[Start]

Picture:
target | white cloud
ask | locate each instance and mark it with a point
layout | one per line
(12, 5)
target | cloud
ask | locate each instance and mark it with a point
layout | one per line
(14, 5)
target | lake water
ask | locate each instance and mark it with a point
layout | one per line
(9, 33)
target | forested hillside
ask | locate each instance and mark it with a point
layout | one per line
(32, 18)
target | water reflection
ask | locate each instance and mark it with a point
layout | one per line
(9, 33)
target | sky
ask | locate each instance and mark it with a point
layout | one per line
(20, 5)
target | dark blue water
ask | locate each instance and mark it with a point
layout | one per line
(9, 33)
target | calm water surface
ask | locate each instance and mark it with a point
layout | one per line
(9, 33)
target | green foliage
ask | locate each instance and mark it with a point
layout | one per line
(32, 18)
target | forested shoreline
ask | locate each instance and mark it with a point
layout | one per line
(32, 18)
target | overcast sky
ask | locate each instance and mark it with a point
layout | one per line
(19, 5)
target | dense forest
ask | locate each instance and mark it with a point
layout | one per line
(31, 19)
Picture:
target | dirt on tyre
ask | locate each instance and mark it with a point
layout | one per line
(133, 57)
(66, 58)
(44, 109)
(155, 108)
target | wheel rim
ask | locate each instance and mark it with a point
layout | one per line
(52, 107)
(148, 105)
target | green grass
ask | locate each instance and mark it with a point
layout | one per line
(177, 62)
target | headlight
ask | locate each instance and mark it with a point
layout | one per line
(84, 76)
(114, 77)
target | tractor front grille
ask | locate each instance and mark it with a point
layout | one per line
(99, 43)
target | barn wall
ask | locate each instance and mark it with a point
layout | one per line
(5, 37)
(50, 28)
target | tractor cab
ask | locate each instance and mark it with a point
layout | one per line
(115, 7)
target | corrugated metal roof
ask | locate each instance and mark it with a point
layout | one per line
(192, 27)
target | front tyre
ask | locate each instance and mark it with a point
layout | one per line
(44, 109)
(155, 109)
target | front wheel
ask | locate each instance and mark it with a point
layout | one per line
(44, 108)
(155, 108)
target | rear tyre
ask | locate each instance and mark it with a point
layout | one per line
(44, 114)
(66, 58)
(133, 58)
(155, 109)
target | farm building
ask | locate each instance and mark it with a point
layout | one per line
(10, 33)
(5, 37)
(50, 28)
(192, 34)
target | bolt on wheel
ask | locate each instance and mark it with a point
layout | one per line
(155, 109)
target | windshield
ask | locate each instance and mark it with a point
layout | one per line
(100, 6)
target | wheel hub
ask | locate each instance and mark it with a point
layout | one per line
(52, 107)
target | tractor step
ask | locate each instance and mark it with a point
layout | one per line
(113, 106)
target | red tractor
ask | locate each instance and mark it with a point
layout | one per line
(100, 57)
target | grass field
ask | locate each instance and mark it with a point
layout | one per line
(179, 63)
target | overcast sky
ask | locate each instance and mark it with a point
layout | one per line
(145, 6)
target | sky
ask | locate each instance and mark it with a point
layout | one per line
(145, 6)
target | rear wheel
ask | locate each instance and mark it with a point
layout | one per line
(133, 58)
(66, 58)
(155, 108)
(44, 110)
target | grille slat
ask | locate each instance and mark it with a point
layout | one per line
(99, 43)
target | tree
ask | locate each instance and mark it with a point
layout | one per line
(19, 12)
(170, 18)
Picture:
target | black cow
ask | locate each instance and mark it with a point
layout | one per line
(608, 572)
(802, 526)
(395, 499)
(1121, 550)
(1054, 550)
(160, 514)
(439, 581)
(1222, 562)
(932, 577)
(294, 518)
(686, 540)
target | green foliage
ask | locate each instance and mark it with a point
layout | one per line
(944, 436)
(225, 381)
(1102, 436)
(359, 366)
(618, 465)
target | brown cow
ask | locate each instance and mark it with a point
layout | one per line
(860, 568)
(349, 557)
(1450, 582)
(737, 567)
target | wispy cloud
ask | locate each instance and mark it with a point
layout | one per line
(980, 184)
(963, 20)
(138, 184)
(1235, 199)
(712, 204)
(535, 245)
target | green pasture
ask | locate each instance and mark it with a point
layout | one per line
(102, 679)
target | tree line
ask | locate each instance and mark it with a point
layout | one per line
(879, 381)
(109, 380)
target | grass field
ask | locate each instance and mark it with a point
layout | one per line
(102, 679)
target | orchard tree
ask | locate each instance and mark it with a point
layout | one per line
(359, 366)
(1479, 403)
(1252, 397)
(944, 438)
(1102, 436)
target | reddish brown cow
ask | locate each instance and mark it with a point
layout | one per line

[End]

_INSTRUCTION:_ Copy out the whole listing, exactly as written.

_SOLVED PROBLEM:_
Picture:
target | white cloud
ask | locate each instance and mark it with a point
layout | one per line
(12, 5)
target | cloud
ask | locate each instance and mark it with a point
layout | one per line
(14, 5)
target | lake water
ask | locate each instance and mark it with a point
layout | one per line
(9, 33)
target | forested hillside
ask | locate each instance and mark it with a point
layout | one per line
(32, 18)
target | water reflection
ask | locate each instance and mark it with a point
layout | one per line
(9, 33)
target | sky
ask | locate each instance and mark it with a point
layout | one per line
(20, 5)
target | dark blue water
ask | locate each instance and mark it with a point
layout | one per line
(9, 33)
target | calm water surface
ask | locate each instance and mark it with a point
layout | one per line
(9, 33)
target | green foliage
ask | locate each instance and mark it with a point
layout | one per line
(32, 18)
target | forested shoreline
ask | locate each instance and mark it with a point
layout | one per line
(32, 18)
target | overcast sky
ask | locate each instance and mark it with a point
layout | one per line
(19, 5)
target | dense forest
ask | locate each instance and mark it with a point
layout | one per line
(31, 19)
Picture:
target | dirt on tyre
ask | locate each instance and mark it with a point
layout | one per line
(133, 57)
(66, 58)
(44, 109)
(155, 108)
target | wheel rim
ask | locate each instance and mark it with a point
layout | one per line
(52, 107)
(148, 105)
target | green grass
ask | locate each instance and mark it with a point
layout | one per line
(177, 62)
target | headlight
ask | locate each instance and mark it with a point
layout | one per line
(84, 76)
(114, 77)
target | tractor front grille
ask | locate each instance and mark it with a point
layout | one per line
(99, 43)
target | barn wall
ask | locate each instance and mark it with a point
layout | one per line
(5, 37)
(50, 28)
target | tractor cab
ask | locate each instance and mark it with a point
layout | one per line
(115, 7)
target | corrugated metal roof
ask | locate each instance and mark it with a point
layout | one per line
(192, 27)
target | front tyre
ask | locate each instance and mark it with a point
layout | one per line
(44, 109)
(155, 109)
target | front wheel
ask | locate each instance and mark it with a point
layout | one per line
(44, 108)
(155, 108)
target | rear tyre
ask | locate each instance and mark it with a point
layout | one per line
(44, 114)
(66, 58)
(133, 58)
(155, 109)
target | farm building
ask | locate each instance and mark it with a point
layout | one per line
(10, 33)
(5, 37)
(50, 28)
(192, 34)
target | bolt on wheel
ask | locate each instance and mark it with a point
layout | one per line
(155, 109)
target | windshield
ask | locate each instance and mark it with a point
layout | one per line
(100, 6)
target | wheel hub
ask | locate each instance and mark it with a point
layout | one per line
(52, 107)
target | tractor step
ask | locate each instance and mark it with a point
layout | one per line
(113, 106)
target | red tractor
ask | locate each instance and mark it with a point
layout | one per line
(100, 57)
target | grass field
ask | locate each instance and mark it with a point
layout | one per line
(179, 63)
target | overcast sky
ask | locate each instance and mark it with a point
layout | one per line
(145, 6)
target | sky
ask | locate each instance and mark it with a point
layout | one per line
(145, 6)
target | rear wheel
ask | locate each instance and mark it with a point
layout | one per line
(133, 58)
(66, 58)
(155, 108)
(44, 110)
target | grille slat
ask | locate each instance and mark it with a point
layout | one per line
(99, 43)
target | tree
ask | locate each instance and mark it with a point
layout | one per line
(19, 12)
(170, 18)
Picture:
target | black cow
ask | locate each instance and mark it with a point
layout | one per line
(608, 572)
(802, 526)
(395, 499)
(1121, 550)
(1054, 550)
(160, 514)
(439, 581)
(1222, 562)
(932, 577)
(294, 518)
(686, 540)
target | green foliage
ask | locate each instance and mark it with a point
layout | one per line
(944, 436)
(225, 381)
(1102, 436)
(359, 366)
(618, 465)
target | brown cow
ask | locate each instance and mark it with a point
layout | one per line
(860, 568)
(349, 557)
(1450, 582)
(737, 567)
target | wispy cloud
ask | locate each instance and mark it with a point
layout | one per line
(980, 184)
(963, 20)
(138, 184)
(1235, 199)
(712, 204)
(535, 245)
target | green pasture
ask | locate each instance and mark it with a point
layout | one per line
(102, 679)
target | tree line
ask | locate each instance and mark it with a point
layout | one per line
(879, 381)
(109, 380)
target | grass field
ask | locate each instance and mark it with a point
layout | one per line
(102, 679)
target | orchard tree
ask | locate each instance and mark it with a point
layout | one per line
(359, 366)
(1479, 403)
(1252, 397)
(944, 438)
(1102, 436)
target | reddish brown cow
ask | locate each instance and mark it with a point
layout | one per line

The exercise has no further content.